### Exercise aim
Of the material below, only the lines from the line containing "Return the segmentation of every instance of the face" down to the line containing "Return the segmentation of every instance of the step-and-repeat" belong in the answer, written out exactly.

### Given records

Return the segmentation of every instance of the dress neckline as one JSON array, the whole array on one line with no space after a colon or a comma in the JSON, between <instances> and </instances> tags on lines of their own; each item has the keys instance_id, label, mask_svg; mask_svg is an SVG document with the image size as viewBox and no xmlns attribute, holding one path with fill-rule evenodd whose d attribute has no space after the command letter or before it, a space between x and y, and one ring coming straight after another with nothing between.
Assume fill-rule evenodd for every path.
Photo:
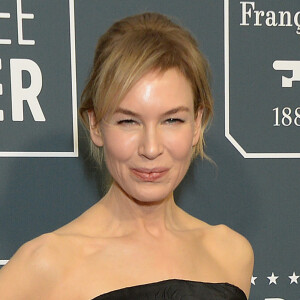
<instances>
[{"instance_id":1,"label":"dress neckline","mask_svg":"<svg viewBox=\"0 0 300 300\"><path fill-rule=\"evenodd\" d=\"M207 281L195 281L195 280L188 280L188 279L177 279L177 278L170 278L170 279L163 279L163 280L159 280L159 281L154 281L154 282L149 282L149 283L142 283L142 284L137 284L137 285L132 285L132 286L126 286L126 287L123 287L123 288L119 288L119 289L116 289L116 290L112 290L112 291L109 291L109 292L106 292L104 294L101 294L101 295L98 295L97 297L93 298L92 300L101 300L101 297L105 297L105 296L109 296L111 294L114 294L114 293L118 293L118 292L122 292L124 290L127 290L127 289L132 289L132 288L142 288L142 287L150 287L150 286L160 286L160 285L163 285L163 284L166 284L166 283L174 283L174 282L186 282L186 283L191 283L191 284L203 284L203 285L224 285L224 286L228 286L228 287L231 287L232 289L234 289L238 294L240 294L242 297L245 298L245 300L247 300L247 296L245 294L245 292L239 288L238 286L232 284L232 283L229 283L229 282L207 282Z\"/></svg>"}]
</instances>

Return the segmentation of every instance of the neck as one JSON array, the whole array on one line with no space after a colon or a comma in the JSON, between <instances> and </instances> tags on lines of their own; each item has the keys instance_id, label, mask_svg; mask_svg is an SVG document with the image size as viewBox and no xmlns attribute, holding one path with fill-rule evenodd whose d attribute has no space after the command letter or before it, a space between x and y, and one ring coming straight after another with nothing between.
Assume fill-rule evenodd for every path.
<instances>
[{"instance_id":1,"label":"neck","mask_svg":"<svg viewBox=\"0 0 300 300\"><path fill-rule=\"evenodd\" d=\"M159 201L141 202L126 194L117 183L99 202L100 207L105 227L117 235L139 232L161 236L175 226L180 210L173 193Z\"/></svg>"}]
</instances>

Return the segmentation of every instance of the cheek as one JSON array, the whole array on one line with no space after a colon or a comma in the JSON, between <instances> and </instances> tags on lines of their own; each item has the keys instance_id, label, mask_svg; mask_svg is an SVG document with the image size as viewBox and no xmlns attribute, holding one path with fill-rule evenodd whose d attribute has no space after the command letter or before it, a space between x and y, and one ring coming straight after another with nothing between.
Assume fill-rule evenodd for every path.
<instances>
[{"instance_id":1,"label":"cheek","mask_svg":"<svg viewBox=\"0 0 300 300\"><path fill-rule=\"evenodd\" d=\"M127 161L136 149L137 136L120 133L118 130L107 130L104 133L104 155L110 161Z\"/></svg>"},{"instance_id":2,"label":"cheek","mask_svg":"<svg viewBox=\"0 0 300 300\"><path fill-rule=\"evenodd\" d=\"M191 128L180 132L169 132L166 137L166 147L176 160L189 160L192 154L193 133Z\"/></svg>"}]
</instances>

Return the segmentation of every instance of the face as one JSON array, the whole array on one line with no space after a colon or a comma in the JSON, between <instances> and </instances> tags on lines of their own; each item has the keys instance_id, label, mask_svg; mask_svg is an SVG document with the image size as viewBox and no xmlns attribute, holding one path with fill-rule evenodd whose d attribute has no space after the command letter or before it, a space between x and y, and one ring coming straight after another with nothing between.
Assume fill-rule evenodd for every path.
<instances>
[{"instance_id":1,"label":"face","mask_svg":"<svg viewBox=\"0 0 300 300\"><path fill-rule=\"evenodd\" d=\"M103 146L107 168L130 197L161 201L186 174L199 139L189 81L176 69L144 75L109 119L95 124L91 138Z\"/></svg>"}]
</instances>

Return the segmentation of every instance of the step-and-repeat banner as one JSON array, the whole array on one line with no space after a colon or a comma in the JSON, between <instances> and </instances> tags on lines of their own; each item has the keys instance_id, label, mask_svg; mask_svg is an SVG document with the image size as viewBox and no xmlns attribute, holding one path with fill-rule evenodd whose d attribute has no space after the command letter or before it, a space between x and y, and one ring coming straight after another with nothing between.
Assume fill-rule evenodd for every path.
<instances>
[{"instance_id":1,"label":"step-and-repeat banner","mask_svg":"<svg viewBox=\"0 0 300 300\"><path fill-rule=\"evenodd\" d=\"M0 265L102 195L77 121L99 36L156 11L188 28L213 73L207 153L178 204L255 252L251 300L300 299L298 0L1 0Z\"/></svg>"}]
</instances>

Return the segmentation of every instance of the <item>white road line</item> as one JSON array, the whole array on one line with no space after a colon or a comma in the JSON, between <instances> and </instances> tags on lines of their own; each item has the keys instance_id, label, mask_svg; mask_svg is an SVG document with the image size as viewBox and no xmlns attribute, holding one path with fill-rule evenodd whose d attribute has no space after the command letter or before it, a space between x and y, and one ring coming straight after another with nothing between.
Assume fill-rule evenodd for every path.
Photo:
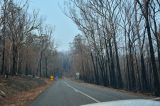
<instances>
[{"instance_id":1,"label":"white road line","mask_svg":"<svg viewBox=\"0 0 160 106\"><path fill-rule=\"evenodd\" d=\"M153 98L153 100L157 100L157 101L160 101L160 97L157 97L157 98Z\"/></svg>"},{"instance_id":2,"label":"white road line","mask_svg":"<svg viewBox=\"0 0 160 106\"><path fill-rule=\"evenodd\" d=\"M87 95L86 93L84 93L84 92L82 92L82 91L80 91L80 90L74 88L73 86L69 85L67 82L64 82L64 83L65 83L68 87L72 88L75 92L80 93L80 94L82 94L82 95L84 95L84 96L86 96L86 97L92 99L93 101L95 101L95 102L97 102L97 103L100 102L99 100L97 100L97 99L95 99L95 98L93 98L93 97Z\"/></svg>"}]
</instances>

######
### Given records

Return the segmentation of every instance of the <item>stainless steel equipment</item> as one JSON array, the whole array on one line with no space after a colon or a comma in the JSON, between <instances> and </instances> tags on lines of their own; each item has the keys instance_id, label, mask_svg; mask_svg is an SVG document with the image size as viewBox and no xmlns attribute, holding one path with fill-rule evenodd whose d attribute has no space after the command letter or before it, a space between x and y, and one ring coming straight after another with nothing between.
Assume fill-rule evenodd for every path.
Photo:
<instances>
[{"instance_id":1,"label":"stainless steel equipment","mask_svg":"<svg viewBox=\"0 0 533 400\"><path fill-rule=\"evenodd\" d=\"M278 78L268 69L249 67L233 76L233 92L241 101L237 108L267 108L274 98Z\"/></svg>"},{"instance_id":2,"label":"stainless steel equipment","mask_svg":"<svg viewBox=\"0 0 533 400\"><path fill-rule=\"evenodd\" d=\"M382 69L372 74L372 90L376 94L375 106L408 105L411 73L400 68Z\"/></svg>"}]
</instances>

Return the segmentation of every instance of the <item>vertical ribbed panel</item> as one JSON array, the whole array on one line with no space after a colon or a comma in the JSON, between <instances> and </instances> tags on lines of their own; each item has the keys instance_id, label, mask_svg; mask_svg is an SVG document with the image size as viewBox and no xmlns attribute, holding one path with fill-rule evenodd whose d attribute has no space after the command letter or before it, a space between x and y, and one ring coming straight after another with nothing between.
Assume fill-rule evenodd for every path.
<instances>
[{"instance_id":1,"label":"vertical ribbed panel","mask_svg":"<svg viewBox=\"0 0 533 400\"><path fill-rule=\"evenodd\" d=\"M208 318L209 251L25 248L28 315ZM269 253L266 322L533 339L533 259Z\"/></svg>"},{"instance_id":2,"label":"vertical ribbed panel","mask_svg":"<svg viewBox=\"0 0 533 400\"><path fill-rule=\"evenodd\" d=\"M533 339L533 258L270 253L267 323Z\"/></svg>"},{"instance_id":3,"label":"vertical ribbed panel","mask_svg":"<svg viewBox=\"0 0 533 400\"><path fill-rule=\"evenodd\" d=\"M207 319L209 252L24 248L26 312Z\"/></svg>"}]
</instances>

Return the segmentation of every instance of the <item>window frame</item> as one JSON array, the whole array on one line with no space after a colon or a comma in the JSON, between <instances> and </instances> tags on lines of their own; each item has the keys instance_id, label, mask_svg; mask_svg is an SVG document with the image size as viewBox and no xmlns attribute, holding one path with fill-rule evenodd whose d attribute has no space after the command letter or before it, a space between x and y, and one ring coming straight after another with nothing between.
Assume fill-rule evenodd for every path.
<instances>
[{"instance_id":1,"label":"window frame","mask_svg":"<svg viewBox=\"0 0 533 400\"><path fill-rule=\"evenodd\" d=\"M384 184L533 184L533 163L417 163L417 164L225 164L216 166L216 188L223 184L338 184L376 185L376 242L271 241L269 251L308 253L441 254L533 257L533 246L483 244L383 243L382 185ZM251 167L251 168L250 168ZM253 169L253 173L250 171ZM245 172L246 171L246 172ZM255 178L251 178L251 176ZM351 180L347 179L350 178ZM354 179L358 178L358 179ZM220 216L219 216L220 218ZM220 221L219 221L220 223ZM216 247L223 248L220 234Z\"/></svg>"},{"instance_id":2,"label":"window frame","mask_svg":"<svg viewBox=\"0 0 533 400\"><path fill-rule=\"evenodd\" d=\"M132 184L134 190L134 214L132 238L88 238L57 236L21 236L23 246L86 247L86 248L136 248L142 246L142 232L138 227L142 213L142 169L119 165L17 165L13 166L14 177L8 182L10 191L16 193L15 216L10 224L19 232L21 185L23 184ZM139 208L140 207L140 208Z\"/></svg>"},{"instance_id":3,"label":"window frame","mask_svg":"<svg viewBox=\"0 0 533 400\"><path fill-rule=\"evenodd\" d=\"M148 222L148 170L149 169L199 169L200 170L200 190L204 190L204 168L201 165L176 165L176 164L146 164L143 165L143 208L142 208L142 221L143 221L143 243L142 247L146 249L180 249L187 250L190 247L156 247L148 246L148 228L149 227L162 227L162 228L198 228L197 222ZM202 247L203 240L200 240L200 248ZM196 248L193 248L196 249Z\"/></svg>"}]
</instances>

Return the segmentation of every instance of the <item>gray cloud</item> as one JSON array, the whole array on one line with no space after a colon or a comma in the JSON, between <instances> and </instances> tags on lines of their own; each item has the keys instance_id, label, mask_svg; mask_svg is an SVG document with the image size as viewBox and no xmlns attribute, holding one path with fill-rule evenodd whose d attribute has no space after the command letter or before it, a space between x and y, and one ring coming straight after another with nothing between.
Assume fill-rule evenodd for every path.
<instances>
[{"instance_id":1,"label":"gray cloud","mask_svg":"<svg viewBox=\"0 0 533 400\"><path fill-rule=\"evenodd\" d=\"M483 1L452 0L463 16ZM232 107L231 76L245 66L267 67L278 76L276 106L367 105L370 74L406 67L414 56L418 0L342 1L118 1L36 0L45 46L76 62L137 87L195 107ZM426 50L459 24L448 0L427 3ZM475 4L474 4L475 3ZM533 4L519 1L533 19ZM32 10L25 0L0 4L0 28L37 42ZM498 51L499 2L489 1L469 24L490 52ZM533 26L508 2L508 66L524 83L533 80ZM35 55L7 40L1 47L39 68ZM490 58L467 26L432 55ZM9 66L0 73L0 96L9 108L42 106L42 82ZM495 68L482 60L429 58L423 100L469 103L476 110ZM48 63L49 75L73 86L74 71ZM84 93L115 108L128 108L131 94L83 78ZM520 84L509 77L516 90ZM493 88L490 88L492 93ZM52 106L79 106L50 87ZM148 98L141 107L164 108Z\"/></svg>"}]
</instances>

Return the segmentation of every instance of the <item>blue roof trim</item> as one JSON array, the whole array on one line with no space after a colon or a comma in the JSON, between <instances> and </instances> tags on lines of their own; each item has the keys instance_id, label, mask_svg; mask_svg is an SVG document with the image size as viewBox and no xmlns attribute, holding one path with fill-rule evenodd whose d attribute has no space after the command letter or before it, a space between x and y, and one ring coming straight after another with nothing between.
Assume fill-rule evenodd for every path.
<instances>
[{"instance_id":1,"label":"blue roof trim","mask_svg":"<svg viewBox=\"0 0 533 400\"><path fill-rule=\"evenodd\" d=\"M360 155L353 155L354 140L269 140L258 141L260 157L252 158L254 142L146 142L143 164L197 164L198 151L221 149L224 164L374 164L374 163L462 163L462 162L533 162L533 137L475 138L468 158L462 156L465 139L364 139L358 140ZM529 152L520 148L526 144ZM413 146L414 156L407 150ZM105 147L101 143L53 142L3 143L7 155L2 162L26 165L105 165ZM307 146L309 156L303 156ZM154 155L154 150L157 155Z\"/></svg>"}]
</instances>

######
### Given records

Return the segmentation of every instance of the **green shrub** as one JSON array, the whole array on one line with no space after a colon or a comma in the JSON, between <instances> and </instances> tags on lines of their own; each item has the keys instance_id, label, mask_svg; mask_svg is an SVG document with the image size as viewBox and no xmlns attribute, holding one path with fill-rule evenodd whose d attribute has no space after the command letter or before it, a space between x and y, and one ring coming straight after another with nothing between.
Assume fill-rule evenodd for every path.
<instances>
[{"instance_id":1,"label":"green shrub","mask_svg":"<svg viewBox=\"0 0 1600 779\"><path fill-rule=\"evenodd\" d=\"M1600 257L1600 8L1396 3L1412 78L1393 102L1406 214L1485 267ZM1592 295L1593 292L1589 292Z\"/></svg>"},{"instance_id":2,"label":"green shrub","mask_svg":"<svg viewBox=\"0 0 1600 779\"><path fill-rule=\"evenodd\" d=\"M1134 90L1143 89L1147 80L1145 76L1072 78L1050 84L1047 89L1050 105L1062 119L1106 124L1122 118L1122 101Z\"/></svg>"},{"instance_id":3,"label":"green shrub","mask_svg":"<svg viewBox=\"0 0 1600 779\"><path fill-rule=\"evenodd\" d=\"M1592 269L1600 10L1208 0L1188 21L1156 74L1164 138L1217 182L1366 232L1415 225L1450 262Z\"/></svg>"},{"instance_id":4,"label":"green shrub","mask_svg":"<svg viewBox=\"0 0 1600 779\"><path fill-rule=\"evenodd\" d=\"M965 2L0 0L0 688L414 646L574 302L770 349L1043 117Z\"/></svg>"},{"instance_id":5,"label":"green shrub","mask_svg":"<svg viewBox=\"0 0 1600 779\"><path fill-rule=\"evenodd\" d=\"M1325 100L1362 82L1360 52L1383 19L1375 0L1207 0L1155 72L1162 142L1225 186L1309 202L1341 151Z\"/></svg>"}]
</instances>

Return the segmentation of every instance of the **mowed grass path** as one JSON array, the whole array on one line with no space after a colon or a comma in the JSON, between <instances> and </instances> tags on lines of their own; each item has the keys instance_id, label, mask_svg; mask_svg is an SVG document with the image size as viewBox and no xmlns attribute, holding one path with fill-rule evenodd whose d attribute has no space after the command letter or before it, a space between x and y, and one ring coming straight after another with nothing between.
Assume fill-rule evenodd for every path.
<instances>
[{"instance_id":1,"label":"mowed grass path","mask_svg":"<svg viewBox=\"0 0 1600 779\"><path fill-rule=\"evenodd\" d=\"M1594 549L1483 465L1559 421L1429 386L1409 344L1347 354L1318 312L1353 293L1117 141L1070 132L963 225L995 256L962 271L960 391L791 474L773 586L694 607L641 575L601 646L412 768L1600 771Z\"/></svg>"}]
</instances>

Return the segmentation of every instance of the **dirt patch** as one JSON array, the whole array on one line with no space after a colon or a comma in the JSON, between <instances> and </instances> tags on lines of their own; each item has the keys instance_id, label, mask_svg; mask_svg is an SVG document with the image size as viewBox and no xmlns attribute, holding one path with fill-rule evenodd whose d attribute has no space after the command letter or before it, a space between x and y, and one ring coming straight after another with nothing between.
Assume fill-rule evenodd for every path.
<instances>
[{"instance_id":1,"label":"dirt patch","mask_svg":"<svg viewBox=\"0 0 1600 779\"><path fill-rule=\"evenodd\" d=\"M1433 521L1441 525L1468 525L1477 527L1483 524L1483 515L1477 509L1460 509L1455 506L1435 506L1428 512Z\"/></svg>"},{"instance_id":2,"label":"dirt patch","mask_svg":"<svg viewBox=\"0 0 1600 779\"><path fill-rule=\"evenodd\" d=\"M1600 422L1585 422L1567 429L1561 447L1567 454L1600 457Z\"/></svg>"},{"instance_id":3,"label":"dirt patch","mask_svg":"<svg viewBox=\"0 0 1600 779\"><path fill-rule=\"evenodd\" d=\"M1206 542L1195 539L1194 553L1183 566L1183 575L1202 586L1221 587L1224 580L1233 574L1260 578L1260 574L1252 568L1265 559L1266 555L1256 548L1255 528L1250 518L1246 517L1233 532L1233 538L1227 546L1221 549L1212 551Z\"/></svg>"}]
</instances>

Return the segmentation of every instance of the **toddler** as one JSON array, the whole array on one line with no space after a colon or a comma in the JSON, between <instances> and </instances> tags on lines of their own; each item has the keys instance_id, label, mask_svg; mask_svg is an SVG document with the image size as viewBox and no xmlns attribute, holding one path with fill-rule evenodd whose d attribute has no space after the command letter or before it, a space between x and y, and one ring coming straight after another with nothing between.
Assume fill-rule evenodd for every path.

######

### Exercise output
Return the segmentation of every instance of the face as one JSON array, the whole array on one line with no space after a colon or a comma in the JSON, between <instances> and </instances> tags on lines of their own; each item has the keys instance_id, label, mask_svg; mask_svg is an SVG document with the image size as viewBox and no xmlns attribute, holding one path with fill-rule evenodd whose d attribute has no space after the command letter or before it, a space between x and y, and one ring coming straight after another with nothing between.
Assume fill-rule evenodd for every path.
<instances>
[{"instance_id":1,"label":"face","mask_svg":"<svg viewBox=\"0 0 300 300\"><path fill-rule=\"evenodd\" d=\"M103 146L107 168L130 197L161 201L186 174L199 139L189 81L176 69L144 75L109 119L95 124L91 138Z\"/></svg>"}]
</instances>

Return the segmentation of every instance of the step-and-repeat banner as one JSON array, the whole array on one line with no space after a colon or a comma in the JSON, between <instances> and </instances> tags on lines of their own; each item has the keys instance_id, label, mask_svg; mask_svg is an SVG document with the image size as viewBox and no xmlns attribute, holding one path with fill-rule evenodd whose d attribute has no space after the command letter or before it, a space between x and y, and one ring coming straight after another with nothing between.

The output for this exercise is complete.